*Material provided:*
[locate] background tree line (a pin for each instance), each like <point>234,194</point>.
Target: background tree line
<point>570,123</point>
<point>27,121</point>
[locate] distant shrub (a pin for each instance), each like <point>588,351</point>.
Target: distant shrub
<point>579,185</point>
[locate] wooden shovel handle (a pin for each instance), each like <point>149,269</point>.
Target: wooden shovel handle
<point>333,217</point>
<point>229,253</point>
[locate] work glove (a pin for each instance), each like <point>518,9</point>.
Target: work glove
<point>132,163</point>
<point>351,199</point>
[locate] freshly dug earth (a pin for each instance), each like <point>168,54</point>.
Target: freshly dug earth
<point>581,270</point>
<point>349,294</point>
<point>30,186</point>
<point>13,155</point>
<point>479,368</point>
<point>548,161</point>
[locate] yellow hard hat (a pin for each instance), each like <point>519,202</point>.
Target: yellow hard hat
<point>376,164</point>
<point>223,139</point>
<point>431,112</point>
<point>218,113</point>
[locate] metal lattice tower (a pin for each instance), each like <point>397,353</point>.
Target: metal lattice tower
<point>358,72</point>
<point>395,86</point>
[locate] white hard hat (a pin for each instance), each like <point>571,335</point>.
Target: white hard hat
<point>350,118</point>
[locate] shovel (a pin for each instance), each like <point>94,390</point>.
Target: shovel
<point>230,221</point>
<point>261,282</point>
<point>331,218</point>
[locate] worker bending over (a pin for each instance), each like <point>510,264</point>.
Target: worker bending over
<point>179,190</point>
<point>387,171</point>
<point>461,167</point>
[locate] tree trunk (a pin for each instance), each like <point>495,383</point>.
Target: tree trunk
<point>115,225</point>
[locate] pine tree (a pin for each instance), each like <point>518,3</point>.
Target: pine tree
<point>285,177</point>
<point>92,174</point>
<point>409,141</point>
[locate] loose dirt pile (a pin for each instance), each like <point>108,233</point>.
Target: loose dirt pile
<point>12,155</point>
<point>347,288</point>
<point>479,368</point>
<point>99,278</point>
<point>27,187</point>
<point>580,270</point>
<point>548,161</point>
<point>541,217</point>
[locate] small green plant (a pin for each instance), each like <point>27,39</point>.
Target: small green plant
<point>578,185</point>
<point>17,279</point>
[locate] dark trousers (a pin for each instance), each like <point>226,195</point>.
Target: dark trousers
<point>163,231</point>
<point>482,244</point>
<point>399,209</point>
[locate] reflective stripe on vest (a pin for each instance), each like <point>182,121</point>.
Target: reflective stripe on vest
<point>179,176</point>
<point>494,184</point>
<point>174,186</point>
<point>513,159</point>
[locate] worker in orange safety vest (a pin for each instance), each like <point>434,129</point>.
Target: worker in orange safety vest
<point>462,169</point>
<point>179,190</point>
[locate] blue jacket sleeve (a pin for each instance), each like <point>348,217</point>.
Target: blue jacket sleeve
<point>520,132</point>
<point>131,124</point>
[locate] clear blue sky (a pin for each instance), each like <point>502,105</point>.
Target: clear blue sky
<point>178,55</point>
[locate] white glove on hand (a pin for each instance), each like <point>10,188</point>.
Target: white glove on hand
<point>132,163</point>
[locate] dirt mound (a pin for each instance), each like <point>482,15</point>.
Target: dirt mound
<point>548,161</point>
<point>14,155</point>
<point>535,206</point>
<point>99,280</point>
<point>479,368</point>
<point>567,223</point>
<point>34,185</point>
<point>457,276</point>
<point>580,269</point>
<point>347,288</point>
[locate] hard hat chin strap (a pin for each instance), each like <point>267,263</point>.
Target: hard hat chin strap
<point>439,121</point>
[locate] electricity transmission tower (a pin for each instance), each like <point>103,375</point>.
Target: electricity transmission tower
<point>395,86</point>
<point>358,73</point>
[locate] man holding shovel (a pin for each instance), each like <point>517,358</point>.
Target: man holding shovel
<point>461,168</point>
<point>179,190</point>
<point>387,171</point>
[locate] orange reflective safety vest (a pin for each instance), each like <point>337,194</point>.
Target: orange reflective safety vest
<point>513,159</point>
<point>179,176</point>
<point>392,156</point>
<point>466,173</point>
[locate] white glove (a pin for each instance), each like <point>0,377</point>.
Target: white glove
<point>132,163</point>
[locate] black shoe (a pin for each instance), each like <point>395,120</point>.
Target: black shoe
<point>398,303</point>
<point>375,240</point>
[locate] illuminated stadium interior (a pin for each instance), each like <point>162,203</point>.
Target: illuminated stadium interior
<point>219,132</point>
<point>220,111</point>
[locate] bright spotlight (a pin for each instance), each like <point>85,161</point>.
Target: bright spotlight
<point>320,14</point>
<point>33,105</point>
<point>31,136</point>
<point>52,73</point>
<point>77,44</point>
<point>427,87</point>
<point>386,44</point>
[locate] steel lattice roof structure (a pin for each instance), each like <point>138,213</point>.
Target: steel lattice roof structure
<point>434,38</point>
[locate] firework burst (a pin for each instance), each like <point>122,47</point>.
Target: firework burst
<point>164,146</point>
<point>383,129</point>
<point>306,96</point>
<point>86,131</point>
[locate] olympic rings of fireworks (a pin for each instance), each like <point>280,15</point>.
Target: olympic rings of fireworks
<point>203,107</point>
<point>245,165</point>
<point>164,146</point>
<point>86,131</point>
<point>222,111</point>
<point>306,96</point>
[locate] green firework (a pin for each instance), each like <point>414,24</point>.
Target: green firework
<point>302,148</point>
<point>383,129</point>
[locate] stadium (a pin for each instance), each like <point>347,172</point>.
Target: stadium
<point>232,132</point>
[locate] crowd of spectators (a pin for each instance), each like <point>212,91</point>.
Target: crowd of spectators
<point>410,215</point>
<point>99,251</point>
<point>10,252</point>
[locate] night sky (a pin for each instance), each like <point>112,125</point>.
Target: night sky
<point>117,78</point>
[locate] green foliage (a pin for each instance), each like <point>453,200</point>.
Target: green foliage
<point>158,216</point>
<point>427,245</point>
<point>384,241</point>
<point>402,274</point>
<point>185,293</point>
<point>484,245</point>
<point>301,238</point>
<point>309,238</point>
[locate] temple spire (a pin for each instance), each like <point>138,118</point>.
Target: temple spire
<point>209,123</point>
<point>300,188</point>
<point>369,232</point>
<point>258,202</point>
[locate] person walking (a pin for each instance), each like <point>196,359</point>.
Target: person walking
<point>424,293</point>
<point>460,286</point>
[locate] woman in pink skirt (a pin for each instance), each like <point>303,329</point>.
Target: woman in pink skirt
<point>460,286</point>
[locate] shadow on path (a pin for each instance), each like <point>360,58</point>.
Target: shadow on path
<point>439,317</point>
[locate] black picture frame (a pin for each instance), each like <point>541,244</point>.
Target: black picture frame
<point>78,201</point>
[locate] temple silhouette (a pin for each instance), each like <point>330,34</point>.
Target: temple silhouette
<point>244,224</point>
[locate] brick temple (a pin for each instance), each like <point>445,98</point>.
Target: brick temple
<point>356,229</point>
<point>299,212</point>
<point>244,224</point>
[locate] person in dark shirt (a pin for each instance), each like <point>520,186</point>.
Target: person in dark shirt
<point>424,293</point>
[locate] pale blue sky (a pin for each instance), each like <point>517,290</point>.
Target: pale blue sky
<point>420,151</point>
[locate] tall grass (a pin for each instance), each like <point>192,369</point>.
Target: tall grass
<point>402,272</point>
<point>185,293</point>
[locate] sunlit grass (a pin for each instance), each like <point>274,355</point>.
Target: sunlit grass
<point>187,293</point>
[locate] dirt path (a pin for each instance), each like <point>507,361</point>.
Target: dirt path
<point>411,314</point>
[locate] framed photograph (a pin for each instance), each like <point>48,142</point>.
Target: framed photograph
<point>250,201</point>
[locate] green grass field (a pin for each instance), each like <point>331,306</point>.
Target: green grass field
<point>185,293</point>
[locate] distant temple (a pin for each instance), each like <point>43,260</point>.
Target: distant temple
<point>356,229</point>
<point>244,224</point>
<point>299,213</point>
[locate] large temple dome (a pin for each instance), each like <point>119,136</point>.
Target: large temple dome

*Task statement:*
Convert the lines from the line with "[locate] illuminated stadium" up to and including the line with "<point>434,38</point>" into a Markdown table with two columns, Row and Line. Row holds the row number and Line holds the line itself; leave out any blank lines and include only these lines.

*Result below:*
| Row | Line |
|---|---|
| 1 | [locate] illuminated stadium interior (a pin for each instance), each like <point>162,203</point>. |
| 2 | Target: illuminated stadium interior |
| 3 | <point>219,132</point> |
| 4 | <point>220,111</point> |
| 5 | [locate] bright spotlight (a pin for each instance), each like <point>85,161</point>. |
| 6 | Target: bright spotlight |
| 7 | <point>320,14</point> |
| 8 | <point>33,105</point> |
| 9 | <point>31,136</point> |
| 10 | <point>52,73</point> |
| 11 | <point>77,44</point> |
| 12 | <point>427,87</point> |
| 13 | <point>386,44</point> |
| 14 | [locate] steel lattice roof structure (a pin for each instance), each like <point>138,213</point>. |
| 15 | Target: steel lattice roof structure |
| 16 | <point>434,38</point> |